====== Extracted data ======

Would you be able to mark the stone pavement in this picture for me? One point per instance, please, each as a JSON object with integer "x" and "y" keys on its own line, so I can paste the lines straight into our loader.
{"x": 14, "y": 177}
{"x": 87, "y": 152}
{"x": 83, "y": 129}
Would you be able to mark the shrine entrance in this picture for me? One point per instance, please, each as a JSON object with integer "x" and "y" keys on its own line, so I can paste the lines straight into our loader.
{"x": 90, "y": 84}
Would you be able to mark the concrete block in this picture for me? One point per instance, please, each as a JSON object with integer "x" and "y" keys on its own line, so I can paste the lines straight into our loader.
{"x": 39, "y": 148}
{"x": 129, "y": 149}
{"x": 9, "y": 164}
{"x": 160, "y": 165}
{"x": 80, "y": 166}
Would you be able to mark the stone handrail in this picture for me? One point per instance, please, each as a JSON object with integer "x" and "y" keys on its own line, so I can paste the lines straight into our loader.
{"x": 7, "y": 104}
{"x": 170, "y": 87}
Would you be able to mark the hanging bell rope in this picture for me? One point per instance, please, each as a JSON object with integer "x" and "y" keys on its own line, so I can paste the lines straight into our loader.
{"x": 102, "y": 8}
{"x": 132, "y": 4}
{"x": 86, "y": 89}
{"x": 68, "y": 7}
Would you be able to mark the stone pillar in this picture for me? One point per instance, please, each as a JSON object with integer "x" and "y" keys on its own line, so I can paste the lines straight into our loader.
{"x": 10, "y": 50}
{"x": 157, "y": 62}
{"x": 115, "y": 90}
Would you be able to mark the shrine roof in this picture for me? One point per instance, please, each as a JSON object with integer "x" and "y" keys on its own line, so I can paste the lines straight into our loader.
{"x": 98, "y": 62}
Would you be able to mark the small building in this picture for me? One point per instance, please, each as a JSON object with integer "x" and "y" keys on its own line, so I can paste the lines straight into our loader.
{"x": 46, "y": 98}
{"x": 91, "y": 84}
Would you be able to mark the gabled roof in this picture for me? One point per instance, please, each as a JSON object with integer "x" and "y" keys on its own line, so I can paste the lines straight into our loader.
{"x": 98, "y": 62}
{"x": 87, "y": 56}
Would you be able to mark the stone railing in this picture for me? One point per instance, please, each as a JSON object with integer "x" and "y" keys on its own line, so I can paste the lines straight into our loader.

======

# Requirement
Please retype all of the data above, line for line, without changing a single character.

# The reply
Would you be able to mark the stone pavement in this picture for me? One point per instance, please, each as a JSON object with integer "x" and "y" keys on its own line, so I can paste the lines straight into our loader.
{"x": 14, "y": 177}
{"x": 87, "y": 152}
{"x": 83, "y": 129}
Would you be able to mark the shrine entrance in this picture for me? One point per instance, please, each as a JSON object with integer "x" and "y" keys on its own line, so I can paste the lines straight into our loader.
{"x": 90, "y": 84}
Would you be able to mark the concrete block in this picture for me? One point per instance, please, each as a JSON object with integer "x" and "y" keys on its own line, so I can paste the lines straight into our loader.
{"x": 39, "y": 148}
{"x": 129, "y": 149}
{"x": 9, "y": 164}
{"x": 160, "y": 165}
{"x": 80, "y": 166}
Would you be able to mark the stone handrail in this picture for me? One point per instance, please, each as a JSON object with integer "x" and "y" keys on its own line, so I can paste the lines straight into our loader.
{"x": 7, "y": 104}
{"x": 170, "y": 87}
Would you be able to mark the hanging bell rope in this picture for me? One point per instance, please, each as a JSON object with integer "x" and "y" keys on its own line, so I can paste the lines straight into our loader.
{"x": 102, "y": 8}
{"x": 132, "y": 4}
{"x": 86, "y": 89}
{"x": 68, "y": 7}
Would you be able to mark the stone pillar in this picture for me? One point per instance, please, each as a JSON object with integer "x" and "y" keys on its own line, so I can paste the lines straight into our loader.
{"x": 10, "y": 50}
{"x": 157, "y": 62}
{"x": 115, "y": 90}
Would you be able to mark the shrine roof in this picture for me? One point per instance, please, each as a JSON object with integer "x" and "y" keys on its own line, so I can paste the lines straight into our loader.
{"x": 98, "y": 62}
Would you be able to mark the small building in this picture for me? One point per instance, please, each as a JSON object with integer "x" and "y" keys on its own line, so I can paste the lines straight into our loader.
{"x": 46, "y": 98}
{"x": 91, "y": 84}
Would you be able to mark the gabled roof in this picture for me? One point per instance, please, each as a JSON object with integer "x" and "y" keys on its own line, so I can paste the lines straight into our loader.
{"x": 98, "y": 62}
{"x": 87, "y": 56}
Would you be able to mark the stone railing in this picture for me? One point per instance, please, each as a JSON object with integer "x" and "y" keys on its own line, so I can paste the lines straight into our loader.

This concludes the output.